• _REQUIRED TASK_
Write out these records as a two-column CSV with the headers request and answer, giving one row for each request. Put each request's text and its answer in their own quoted field, with line breaks turned into spaces, and leave out the pictures.

------ DATASET EXTRACT

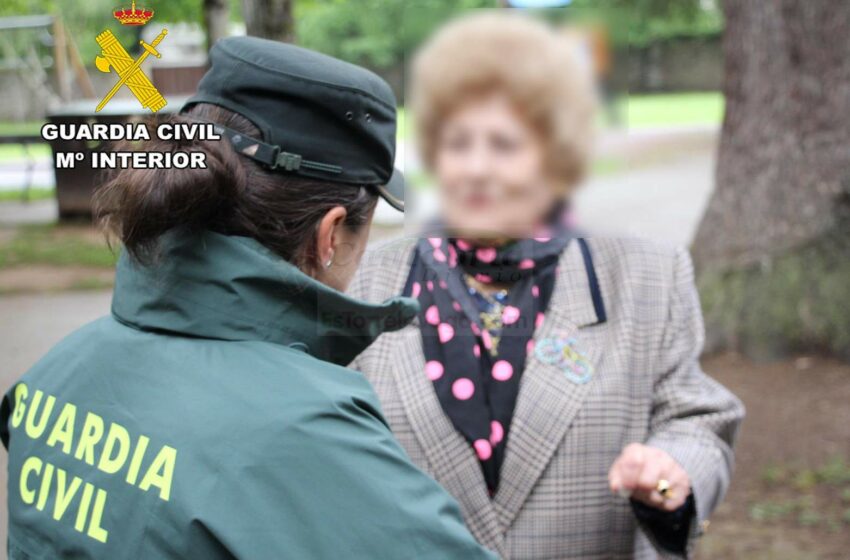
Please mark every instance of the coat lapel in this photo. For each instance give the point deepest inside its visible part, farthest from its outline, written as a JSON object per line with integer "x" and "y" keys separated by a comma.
{"x": 451, "y": 458}
{"x": 549, "y": 397}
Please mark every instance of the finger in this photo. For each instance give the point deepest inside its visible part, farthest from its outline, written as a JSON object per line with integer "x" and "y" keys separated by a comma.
{"x": 680, "y": 489}
{"x": 654, "y": 468}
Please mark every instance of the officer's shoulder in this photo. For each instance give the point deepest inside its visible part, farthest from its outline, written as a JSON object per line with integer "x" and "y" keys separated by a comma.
{"x": 291, "y": 381}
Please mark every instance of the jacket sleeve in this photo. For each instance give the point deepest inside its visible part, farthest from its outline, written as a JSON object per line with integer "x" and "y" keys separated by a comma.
{"x": 694, "y": 418}
{"x": 337, "y": 485}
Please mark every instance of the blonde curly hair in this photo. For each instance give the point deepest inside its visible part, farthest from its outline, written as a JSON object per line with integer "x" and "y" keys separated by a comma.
{"x": 538, "y": 68}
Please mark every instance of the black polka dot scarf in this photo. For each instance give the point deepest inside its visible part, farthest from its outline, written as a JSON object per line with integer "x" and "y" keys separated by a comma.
{"x": 476, "y": 380}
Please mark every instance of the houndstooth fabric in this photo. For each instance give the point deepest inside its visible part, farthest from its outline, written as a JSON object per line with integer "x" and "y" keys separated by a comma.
{"x": 553, "y": 500}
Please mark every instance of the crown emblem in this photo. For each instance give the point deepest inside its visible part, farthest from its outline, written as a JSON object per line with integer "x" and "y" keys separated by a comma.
{"x": 133, "y": 15}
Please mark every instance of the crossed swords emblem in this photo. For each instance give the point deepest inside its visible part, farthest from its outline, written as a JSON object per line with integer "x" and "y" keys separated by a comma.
{"x": 114, "y": 57}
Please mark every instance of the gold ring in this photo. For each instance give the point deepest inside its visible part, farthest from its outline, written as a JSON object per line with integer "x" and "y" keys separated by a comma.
{"x": 663, "y": 487}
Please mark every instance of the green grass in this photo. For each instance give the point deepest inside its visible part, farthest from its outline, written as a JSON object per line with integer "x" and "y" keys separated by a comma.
{"x": 18, "y": 128}
{"x": 13, "y": 152}
{"x": 672, "y": 109}
{"x": 50, "y": 245}
{"x": 35, "y": 193}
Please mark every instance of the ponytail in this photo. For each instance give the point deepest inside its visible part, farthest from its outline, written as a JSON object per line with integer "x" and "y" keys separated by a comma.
{"x": 232, "y": 195}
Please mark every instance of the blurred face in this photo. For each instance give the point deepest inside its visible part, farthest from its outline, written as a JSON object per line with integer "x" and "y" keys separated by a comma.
{"x": 490, "y": 167}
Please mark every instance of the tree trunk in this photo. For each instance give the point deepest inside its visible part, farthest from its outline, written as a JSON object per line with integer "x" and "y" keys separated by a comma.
{"x": 270, "y": 19}
{"x": 773, "y": 249}
{"x": 216, "y": 18}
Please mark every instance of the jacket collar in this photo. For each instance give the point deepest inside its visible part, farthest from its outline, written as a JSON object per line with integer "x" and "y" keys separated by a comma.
{"x": 536, "y": 431}
{"x": 214, "y": 286}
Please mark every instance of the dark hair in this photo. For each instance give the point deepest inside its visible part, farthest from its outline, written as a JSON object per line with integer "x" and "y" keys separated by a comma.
{"x": 234, "y": 196}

------------

• _EXERCISE SOLUTION_
request,answer
"Please mark every instance of the coat lapel in this photo. For each instance give the point deepest inside its visible part, farthest from its outline, written as a JSON object per line with integer ""x"" and ""y"" keys separated by a comma.","{""x"": 451, ""y"": 458} {""x"": 549, ""y"": 397}"
"Please mark every instance of the finger in this photo. For each instance give the point deepest inside its visible part, farthest from its outline, written as a JSON object per line with integer ""x"" and ""y"" keys separated by a comma.","{""x"": 680, ""y"": 489} {""x"": 654, ""y"": 468}"
"Please mark every instance of the officer's shoulder in this photo. For each instance give the point deepest inside its visible part, farthest from its outline, written as a JSON object per line with integer ""x"" and ""y"" keys separated by a comma.","{""x"": 291, ""y"": 381}"
"Please mark every instance of the jacket sleeve in this photo. For each instance give the point deepest inside its visible part, farthest from its outline, written as a JSON object per line with integer ""x"" and ""y"" keys separated by a comma.","{""x"": 694, ""y"": 418} {""x"": 337, ""y"": 485}"
"Please mark every instance of the blonde curly hair in this photo. For each instance give the point deepest inside its visible part, farthest from its outline, written as a JSON object per line with integer ""x"" and ""y"" keys separated by a comma.","{""x"": 538, ""y"": 68}"
"Please mark every instance of the black polka dot scarf in this photo. For each instance give the point deepest inside its visible part, farthest from its outline, written as a JSON object per line with integer ""x"" and ""y"" keys separated by a comma.","{""x"": 476, ""y"": 380}"
"Please mark every instance of the houndstooth fabric in this photo. For each instance give the point deepest inside its visible part, farthest from its outline, written as a JSON object per line with integer ""x"" and ""y"" keys separated by a comma.","{""x"": 553, ""y"": 500}"
"Please mark every instance of the crown emblem in this photo. For each instance give the point deepest inside its visible part, farthest from its outline, written as a JSON object per line with integer ""x"" and ""y"" keys separated by a comma.","{""x"": 133, ""y"": 15}"
"Please mark every instance of the crossed swords emblem in this photo. For each instance give the point deepest inside its visible part, farthest from its outline, written as a JSON object per line with integer ""x"" and ""y"" keys separated by a comma.","{""x"": 114, ""y"": 57}"
"Please mark every instance of the gold ring in this photo. For each instance give the point deepest inside its visible part, farthest from its outline, written as a JSON object per line with integer ""x"" and ""y"" keys separated by a comma.","{""x"": 663, ""y"": 487}"
"Please mark every instance of the green grass in this photo. For each instance give the point deepest inside its visible part, farthest from its outline, written as a JSON object per line with integer ""x"" and ""y"" keys separated by a comma.","{""x"": 18, ""y"": 128} {""x"": 13, ""y"": 152} {""x"": 672, ""y"": 109} {""x"": 50, ""y"": 245} {""x"": 35, ""y"": 193}"
"Please mark every instance of the ponytail in this photo. For each instance give the point deepest inside its visible part, farthest from its outline, written as a JSON object per line with integer ""x"" and ""y"" keys separated by a comma.","{""x"": 232, ""y"": 195}"
"Please mark every instance of the blurred face in this photo. For each instance give the point deepest inside its visible part, farthest from its outline, written as a JSON object per line with integer ""x"" and ""y"" keys separated by a comma.","{""x"": 490, ""y"": 167}"
"Please mark every instance of the tree trunk in this photo. For each instance give the point deepest inside its visible part, farthest from its outline, written as a JSON object per line with integer ""x"" and ""y"" keys separated by a comma.","{""x"": 270, ""y"": 19} {""x"": 773, ""y"": 249} {""x"": 216, ""y"": 18}"
"Please mark every instance of the jacket collar in this photo. For each instance give the point deepest inside its visible part, farthest from its outline, written as a JSON object per line with integer ""x"" and ""y"" keys separated by a comma.","{""x"": 536, ""y"": 431} {""x"": 214, ""y"": 286}"
"Please mark every instance of the dark hair in this photo. For each instance give the point deepest inside its visible part, farthest from its outline, written as a JSON object per line with integer ""x"" and ""y"" keys separated by a comma.","{""x"": 234, ""y"": 196}"